◆ **WHAT THE TASK REQUIRES**:
Please print every one of the items below word for word, with no changes.

◆ **DATA SUPPLIED**:
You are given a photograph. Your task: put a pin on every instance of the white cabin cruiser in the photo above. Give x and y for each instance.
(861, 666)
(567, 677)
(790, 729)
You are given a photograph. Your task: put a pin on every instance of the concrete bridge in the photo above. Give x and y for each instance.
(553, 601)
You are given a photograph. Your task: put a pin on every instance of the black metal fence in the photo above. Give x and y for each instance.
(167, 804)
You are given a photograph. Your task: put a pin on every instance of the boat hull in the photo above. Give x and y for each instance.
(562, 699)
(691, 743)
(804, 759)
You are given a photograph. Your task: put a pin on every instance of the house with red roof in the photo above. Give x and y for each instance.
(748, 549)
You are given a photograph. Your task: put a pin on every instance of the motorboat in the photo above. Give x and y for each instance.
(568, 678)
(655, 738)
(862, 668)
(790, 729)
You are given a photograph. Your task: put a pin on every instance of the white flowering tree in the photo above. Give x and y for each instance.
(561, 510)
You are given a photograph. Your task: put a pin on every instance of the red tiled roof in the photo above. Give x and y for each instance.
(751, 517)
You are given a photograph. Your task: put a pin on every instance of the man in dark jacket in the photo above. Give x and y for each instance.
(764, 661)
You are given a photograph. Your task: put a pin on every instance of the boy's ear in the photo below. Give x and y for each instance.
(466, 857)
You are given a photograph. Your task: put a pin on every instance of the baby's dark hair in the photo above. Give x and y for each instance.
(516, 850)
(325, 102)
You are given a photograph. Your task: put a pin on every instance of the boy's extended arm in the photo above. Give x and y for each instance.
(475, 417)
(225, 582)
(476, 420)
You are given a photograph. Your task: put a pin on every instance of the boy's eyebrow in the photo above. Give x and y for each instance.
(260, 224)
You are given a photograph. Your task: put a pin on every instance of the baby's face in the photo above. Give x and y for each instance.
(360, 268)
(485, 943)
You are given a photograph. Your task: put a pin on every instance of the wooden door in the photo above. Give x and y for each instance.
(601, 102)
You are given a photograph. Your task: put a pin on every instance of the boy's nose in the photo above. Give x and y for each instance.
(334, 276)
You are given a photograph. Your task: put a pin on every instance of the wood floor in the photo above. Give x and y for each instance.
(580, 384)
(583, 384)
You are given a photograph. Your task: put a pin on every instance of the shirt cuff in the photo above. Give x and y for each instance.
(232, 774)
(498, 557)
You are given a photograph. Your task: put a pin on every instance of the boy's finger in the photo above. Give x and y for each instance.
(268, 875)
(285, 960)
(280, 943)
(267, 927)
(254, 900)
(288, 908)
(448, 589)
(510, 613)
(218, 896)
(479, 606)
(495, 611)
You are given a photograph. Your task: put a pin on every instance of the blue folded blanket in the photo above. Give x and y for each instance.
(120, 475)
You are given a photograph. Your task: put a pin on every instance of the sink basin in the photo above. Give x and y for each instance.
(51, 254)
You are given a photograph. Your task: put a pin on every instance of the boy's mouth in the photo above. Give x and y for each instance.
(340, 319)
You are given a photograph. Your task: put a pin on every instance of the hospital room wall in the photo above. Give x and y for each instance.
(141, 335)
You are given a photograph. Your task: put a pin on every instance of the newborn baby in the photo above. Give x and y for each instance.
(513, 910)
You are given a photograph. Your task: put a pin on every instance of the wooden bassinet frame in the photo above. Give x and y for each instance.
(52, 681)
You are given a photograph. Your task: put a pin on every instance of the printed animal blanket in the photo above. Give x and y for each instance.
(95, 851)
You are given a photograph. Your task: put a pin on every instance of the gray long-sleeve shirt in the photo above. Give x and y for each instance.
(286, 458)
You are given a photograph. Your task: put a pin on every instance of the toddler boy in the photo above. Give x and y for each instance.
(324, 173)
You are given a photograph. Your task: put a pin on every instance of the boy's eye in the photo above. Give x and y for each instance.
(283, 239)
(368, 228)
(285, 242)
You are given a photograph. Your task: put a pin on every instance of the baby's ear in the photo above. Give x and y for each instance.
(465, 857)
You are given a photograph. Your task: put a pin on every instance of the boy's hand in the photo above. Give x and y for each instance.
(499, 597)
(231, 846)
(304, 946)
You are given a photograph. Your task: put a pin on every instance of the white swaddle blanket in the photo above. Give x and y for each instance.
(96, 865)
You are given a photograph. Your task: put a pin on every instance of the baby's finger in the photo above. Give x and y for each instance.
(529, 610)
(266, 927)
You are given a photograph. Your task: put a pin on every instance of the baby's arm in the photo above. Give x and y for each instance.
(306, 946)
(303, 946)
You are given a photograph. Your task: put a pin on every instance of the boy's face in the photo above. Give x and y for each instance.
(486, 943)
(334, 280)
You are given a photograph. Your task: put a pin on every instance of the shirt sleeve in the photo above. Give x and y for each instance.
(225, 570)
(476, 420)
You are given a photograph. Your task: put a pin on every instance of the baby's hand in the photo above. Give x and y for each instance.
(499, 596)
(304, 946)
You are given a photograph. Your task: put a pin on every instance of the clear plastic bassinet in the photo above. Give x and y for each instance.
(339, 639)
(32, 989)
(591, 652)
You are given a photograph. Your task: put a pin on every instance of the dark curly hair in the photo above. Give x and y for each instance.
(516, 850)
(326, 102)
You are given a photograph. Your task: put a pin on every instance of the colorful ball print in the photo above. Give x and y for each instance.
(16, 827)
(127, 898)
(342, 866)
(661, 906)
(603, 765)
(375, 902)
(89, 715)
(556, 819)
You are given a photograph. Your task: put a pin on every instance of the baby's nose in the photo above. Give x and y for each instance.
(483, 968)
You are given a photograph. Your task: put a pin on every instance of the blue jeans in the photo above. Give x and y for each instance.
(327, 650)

◆ **RESPONSE TO THIS TASK**:
You are given a photograph. Your task: put a pin on every instance of the white cabin cruiser in the photo above. Give x and y for each instance.
(861, 666)
(567, 677)
(790, 729)
You are given a photograph. Your task: put a pin on every instance of the concrete bridge in the photo above. Give x and y for each instance.
(553, 601)
You are given a photograph. Your task: put a pin on every instance of the black metal fence in the photo above. Give x and y for each instance.
(167, 804)
You are given a photograph. Your task: put a pin on every instance of the boat hull in the photo above. Give x and y for each instance.
(562, 699)
(691, 743)
(804, 759)
You are given a photograph. Your task: put a pin on every instance of the house with red roof in the photo above. Give x and y for each instance.
(748, 549)
You are given a photograph. Your task: put a pin on every instance of the motorboat in the photo above. Give x and y for each instance.
(568, 678)
(655, 738)
(862, 668)
(790, 729)
You are given a photograph. Your task: put a pin on every instance of the white flowering tree in the photo above. Give x and y for each instance.
(561, 510)
You are given a photograph. Your task: put a pin on every instance of the red tiled roof in the photo above. Give x and y for each instance.
(751, 517)
You are given a photograph. Your task: put a pin on every instance of the man in dark jacket in the photo above. Give x and y for each instance.
(764, 661)
You are given a photograph. Your task: put a pin on every instance of the boy's ear in the photo below. Give x and y for each instance.
(466, 857)
You are given a photograph. Your task: put a pin on every instance of the baby's dark hair in the photo above. Give x and y for each instance.
(516, 850)
(325, 102)
You are given a photograph. Your task: put a pin on every instance of the boy's extended arm in the photo above. Give x and y for each instance.
(475, 417)
(225, 582)
(476, 420)
You are given a photograph. Your task: put a pin on every instance of the boy's eyebrow in the photo above. Give x and y for each instance.
(260, 224)
You are given a photograph. Your task: put a pin on every instance of the baby's face in the photo above. Give x and y for each instance.
(360, 268)
(485, 943)
You are given a photograph. Your task: put a pin on every instance of the wooden door in the photo above. Give x and y for each instance.
(601, 102)
You are given a photograph. Your task: put a pin on every instance of the boy's nose in the photo above. Give x and y for each instance.
(334, 276)
You are given a photograph. Your task: put a pin on every instance of the wood floor in the photo above. Give x and y for each instance.
(580, 384)
(583, 384)
You are given a photograph. Your task: put a pin on every instance of the shirt cuff in the photo above. Give x and y for each instance.
(232, 774)
(498, 557)
You are given a photograph. Your task: put a pin on every instance of the boy's finger in the photo above. Give x and y for each instance.
(268, 875)
(285, 960)
(280, 943)
(267, 927)
(254, 900)
(288, 908)
(448, 589)
(510, 613)
(218, 896)
(479, 606)
(495, 611)
You are given a photograph. Your task: put a pin on every instance of the blue folded blanket in the photo above. Give x and y for each instance.
(120, 475)
You are given a photograph. Your task: put a pin on every instance of the sink basin in the photo above. Give x and y for each instance.
(51, 254)
You are given a photograph. Your task: put a pin on every instance of the boy's mouth in the photo above. Give x and y for each instance.
(340, 319)
You are given a photograph. Your task: put a pin on every instance of the hospital room wall in the photo above. Give x and y for each instance.
(141, 335)
You are given a photograph. Your task: put a pin on every instance of the newborn baby in the photo above. Give x and y for each instance.
(513, 910)
You are given a photograph. Your task: put a pin on every instance of the wooden bassinet frame in the photo above. Give x and y for each instance.
(52, 681)
You are given a photograph. Your task: put a pin on every instance of the printed animal blanket in the photo above. Give x and y for each instance.
(95, 851)
You are given a photograph. Your task: put a pin on every instance of the gray long-sleeve shirt in the photo above. Give x and y for each instance.
(286, 458)
You are given a photograph. Your task: put a pin on every instance of the toddler boy in the photo above. Give x and y for each instance.
(324, 173)
You are given a photograph. Your task: put a pin on every instance of the boy's eye in the photo above. Give x and y for each instance.
(283, 239)
(368, 228)
(285, 242)
You are given a photograph. Your task: put a pin on every instance of the baby's ear in the photo above. Give x and y for each instance.
(465, 857)
You are given a photograph. Your task: put a pin on every instance of the boy's hand in the photo above. Give x and y for each instance.
(499, 597)
(231, 846)
(304, 946)
You are given a photograph. Your task: put a pin on every instance of the white swaddle blanket in the photo above. Give x and y for each instance.
(96, 865)
You are given a photograph. Your task: put a pin on every instance of the baby's finger in the photo above. Give x and y for each instance.
(529, 610)
(266, 927)
You are given a photograph. Your task: put a pin on every instance of the baby's arm in the photo above. Give x and y for each instance.
(306, 946)
(303, 946)
You are given a photograph. Your task: put a pin on every instance of the boy's face in the photo above. Give x and y for each instance.
(486, 943)
(334, 280)
You are given a photograph. Your task: put a pin on every instance of the shirt sleeve in the photo above. Give x and y for each instance.
(225, 570)
(476, 420)
You are given a photograph. Your task: put a pin on every instance of the baby's hand in the photo above. Give x and y for each instance.
(499, 596)
(304, 946)
You are given a photograph. Your task: put a pin on every instance of the clear plastic bassinet in the photo above. Give x and y for each instance.
(339, 639)
(32, 989)
(591, 652)
You are given a photograph. Your task: put a pin on every instance of the dark curly hair in the photo above. Give x and y for each instance.
(516, 850)
(326, 102)
You are given a photograph. Your task: put a pin on every instance of the colorful ball print in the photo above. Give x and y for each instance.
(16, 827)
(127, 898)
(342, 866)
(661, 906)
(603, 765)
(375, 902)
(89, 715)
(556, 819)
You are given a photograph. Your task: put a pin on every instance of the baby's nose in the photo above. Give x and y for each instance.
(483, 968)
You are given a photograph. Your task: put a pin on every instance of the blue jeans in the photo above. Give x and y for each instance.
(327, 650)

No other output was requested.